WHAT THE TASK REQUIRES » Please repeat exactly the lines below from the one containing "Task: Where can the person" down to the one containing "Task: Where can the rocky", both included, and nothing else.

TASK INPUTS »
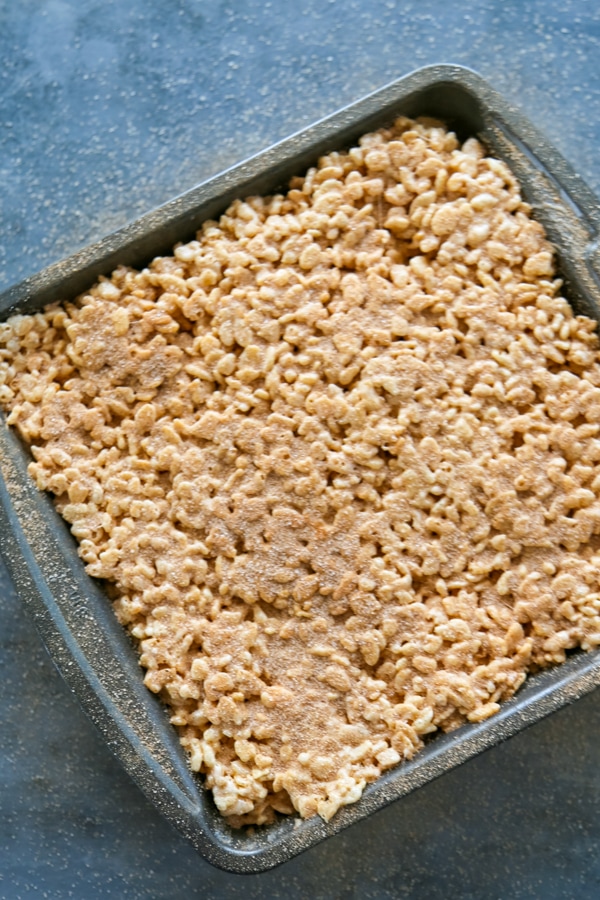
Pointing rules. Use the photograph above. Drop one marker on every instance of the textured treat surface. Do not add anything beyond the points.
(338, 459)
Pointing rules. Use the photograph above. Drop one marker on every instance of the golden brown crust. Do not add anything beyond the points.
(340, 458)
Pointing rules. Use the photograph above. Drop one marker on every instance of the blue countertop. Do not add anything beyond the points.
(108, 110)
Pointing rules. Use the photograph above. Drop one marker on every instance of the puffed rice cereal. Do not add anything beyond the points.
(338, 458)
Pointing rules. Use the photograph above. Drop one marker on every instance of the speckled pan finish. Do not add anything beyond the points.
(76, 622)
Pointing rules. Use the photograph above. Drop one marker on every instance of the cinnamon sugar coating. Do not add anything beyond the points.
(338, 459)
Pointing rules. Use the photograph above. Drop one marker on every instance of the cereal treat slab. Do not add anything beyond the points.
(338, 460)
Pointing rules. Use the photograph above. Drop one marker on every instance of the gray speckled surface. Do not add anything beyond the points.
(107, 110)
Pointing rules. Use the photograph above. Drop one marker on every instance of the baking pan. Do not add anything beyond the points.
(73, 614)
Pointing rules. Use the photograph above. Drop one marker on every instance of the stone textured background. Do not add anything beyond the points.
(109, 109)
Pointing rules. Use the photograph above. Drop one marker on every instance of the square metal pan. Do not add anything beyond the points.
(73, 615)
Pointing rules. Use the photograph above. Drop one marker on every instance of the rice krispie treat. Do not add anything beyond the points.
(338, 459)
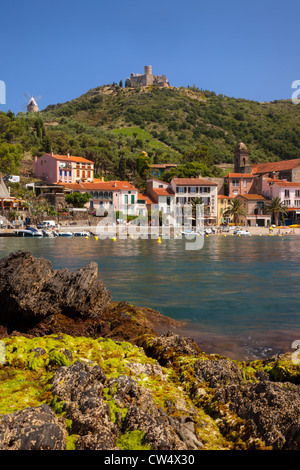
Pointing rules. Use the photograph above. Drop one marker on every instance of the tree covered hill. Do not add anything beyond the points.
(113, 126)
(181, 118)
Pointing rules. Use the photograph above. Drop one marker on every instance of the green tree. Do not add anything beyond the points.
(10, 158)
(275, 207)
(235, 210)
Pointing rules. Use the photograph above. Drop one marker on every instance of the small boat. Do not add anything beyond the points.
(48, 234)
(28, 232)
(65, 234)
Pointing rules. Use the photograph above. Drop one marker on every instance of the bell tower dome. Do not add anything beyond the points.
(241, 159)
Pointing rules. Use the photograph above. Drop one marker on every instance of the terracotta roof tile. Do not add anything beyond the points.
(239, 175)
(70, 158)
(275, 166)
(193, 182)
(252, 196)
(163, 191)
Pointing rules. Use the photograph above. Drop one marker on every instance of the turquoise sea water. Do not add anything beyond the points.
(239, 296)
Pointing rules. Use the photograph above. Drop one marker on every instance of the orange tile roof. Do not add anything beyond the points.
(105, 185)
(276, 166)
(150, 200)
(252, 196)
(239, 175)
(69, 158)
(156, 179)
(287, 183)
(193, 182)
(163, 191)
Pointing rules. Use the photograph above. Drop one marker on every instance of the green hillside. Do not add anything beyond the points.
(113, 125)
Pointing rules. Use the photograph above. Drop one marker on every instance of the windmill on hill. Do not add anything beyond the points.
(31, 105)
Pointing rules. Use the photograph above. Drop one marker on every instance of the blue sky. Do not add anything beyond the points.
(61, 49)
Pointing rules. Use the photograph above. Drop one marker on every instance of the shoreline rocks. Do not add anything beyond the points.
(100, 377)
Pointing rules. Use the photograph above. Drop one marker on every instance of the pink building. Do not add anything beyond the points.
(104, 195)
(239, 183)
(254, 207)
(63, 169)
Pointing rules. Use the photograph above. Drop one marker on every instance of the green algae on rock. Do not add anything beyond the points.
(165, 394)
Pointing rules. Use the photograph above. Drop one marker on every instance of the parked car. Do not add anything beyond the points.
(241, 232)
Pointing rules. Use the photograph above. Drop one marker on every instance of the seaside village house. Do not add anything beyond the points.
(63, 169)
(9, 204)
(107, 195)
(223, 205)
(77, 174)
(188, 189)
(257, 183)
(252, 184)
(254, 207)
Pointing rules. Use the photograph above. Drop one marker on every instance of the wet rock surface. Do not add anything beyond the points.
(31, 290)
(272, 408)
(32, 429)
(81, 388)
(164, 393)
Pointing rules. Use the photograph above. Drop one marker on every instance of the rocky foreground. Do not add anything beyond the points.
(80, 372)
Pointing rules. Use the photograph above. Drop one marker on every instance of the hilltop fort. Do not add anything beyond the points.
(137, 79)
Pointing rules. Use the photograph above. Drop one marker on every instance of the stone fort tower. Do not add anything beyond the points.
(137, 80)
(241, 159)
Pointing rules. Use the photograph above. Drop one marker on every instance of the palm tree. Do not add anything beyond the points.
(275, 207)
(235, 209)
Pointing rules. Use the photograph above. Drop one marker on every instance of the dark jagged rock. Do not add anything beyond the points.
(31, 290)
(80, 387)
(32, 429)
(272, 408)
(218, 372)
(168, 346)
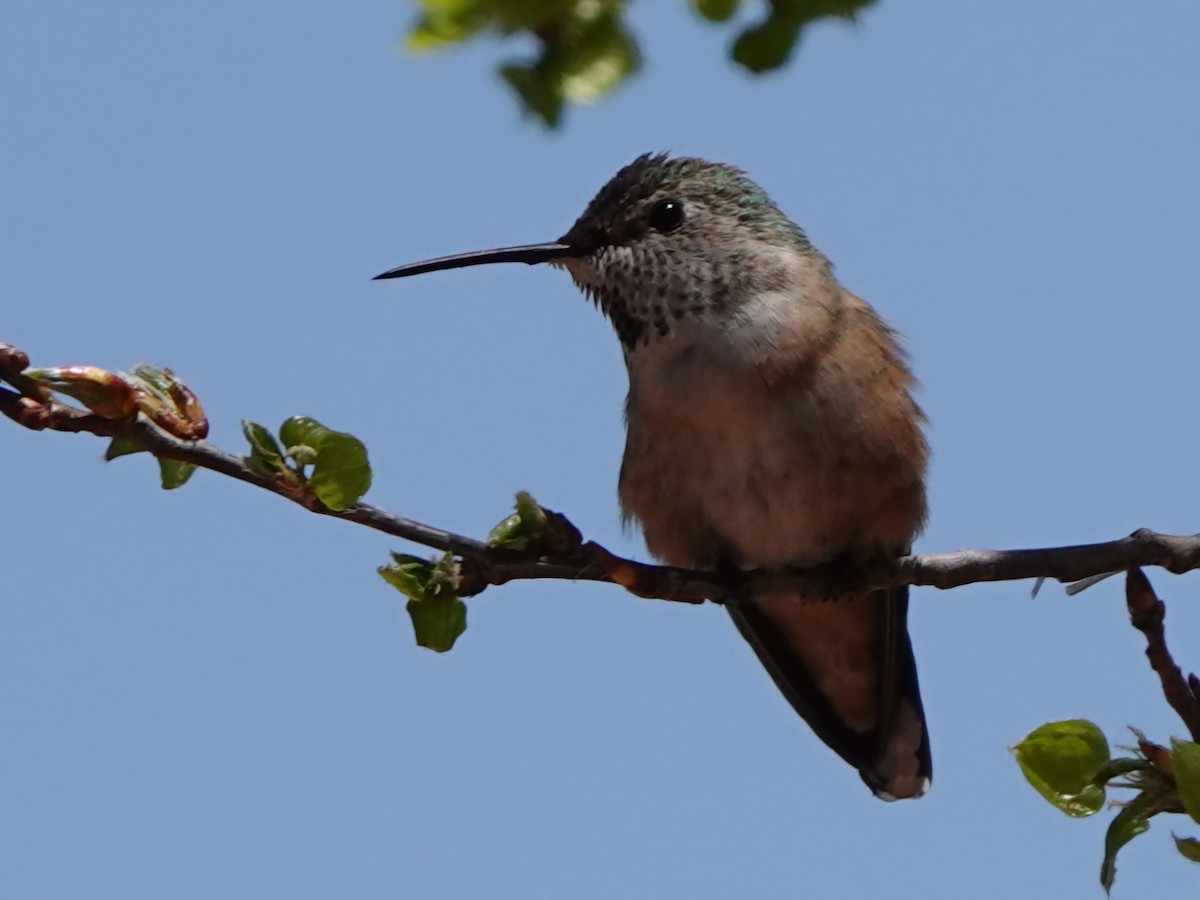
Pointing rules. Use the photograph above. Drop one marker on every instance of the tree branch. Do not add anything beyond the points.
(1146, 613)
(567, 557)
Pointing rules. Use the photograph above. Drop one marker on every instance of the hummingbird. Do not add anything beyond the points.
(771, 425)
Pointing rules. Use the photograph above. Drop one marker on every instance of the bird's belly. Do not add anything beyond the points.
(735, 486)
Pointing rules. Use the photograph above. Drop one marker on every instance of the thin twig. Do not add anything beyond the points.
(1146, 613)
(34, 407)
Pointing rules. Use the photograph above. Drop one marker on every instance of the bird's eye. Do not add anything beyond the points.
(666, 215)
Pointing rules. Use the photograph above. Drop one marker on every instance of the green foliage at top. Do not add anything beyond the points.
(586, 48)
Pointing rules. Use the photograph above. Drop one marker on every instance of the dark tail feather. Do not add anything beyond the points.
(847, 667)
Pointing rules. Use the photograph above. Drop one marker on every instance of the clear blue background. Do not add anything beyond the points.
(210, 694)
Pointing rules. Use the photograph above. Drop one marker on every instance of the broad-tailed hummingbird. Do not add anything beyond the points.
(771, 425)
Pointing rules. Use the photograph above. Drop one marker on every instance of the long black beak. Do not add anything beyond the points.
(528, 253)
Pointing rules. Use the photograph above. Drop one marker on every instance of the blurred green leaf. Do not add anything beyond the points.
(1186, 763)
(1061, 760)
(767, 45)
(539, 93)
(600, 58)
(153, 381)
(586, 52)
(174, 473)
(121, 447)
(1120, 768)
(1188, 846)
(265, 455)
(300, 431)
(527, 15)
(438, 615)
(586, 48)
(341, 472)
(437, 623)
(447, 22)
(1126, 825)
(717, 10)
(521, 531)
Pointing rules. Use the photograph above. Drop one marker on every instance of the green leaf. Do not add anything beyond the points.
(437, 623)
(447, 22)
(301, 431)
(1061, 760)
(1186, 763)
(174, 473)
(521, 531)
(528, 15)
(341, 472)
(154, 381)
(601, 57)
(1126, 825)
(717, 10)
(768, 45)
(265, 456)
(1188, 846)
(121, 447)
(438, 615)
(1120, 768)
(540, 93)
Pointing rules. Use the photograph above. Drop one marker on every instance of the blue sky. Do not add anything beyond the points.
(211, 694)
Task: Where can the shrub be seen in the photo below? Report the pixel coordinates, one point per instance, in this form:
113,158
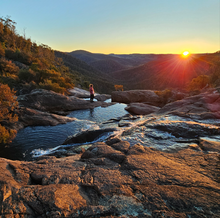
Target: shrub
8,104
164,95
47,84
2,51
7,67
26,75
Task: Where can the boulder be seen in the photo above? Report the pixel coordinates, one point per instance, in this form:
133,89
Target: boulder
146,96
53,102
141,108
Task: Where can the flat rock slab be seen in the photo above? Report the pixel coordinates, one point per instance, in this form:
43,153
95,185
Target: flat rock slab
109,181
203,106
146,96
53,102
141,108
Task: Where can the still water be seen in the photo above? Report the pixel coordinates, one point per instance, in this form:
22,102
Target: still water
44,139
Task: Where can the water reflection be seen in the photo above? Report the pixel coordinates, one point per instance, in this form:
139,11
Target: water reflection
49,137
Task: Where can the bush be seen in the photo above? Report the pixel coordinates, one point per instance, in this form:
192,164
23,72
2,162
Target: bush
26,75
2,51
8,104
7,67
164,95
47,84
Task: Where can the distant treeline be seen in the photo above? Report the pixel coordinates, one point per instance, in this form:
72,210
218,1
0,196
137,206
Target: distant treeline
24,65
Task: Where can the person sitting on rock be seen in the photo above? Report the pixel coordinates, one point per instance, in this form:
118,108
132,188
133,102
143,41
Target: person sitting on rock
91,90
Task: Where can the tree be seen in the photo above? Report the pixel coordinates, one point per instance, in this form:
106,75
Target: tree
8,103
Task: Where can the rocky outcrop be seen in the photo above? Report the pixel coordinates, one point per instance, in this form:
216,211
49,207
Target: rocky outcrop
141,108
203,106
106,181
146,96
102,97
53,102
80,93
31,117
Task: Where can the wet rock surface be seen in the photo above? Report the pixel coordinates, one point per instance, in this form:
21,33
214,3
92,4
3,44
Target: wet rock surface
141,108
166,164
146,96
31,117
205,105
50,101
47,108
106,182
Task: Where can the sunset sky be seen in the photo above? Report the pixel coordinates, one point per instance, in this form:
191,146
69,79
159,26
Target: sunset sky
119,26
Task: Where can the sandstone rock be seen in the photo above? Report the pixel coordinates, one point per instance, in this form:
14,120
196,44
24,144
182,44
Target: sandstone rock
121,146
209,145
79,93
102,150
203,106
141,108
146,96
148,183
50,101
102,97
31,117
87,136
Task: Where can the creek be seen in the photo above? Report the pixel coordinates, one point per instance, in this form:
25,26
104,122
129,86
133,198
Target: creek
163,132
40,140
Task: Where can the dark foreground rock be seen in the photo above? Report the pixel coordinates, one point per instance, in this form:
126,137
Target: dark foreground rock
106,181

WRITTEN RESPONSE »
Task: Where can the person sitting on rock be seen in the photo above? Report the pixel coordinates, one point per instance, in this form:
118,108
132,188
133,102
143,41
Target: person sitting on rock
91,90
Task: Where can the tree be seen in the photo above? Report the pixel coordinates, one point per instance, in this form:
106,75
Target: tree
8,103
Task: Where can the rocky outcrop be seen in the photo above? Report the pixel coordinates, one point per instance, in this form:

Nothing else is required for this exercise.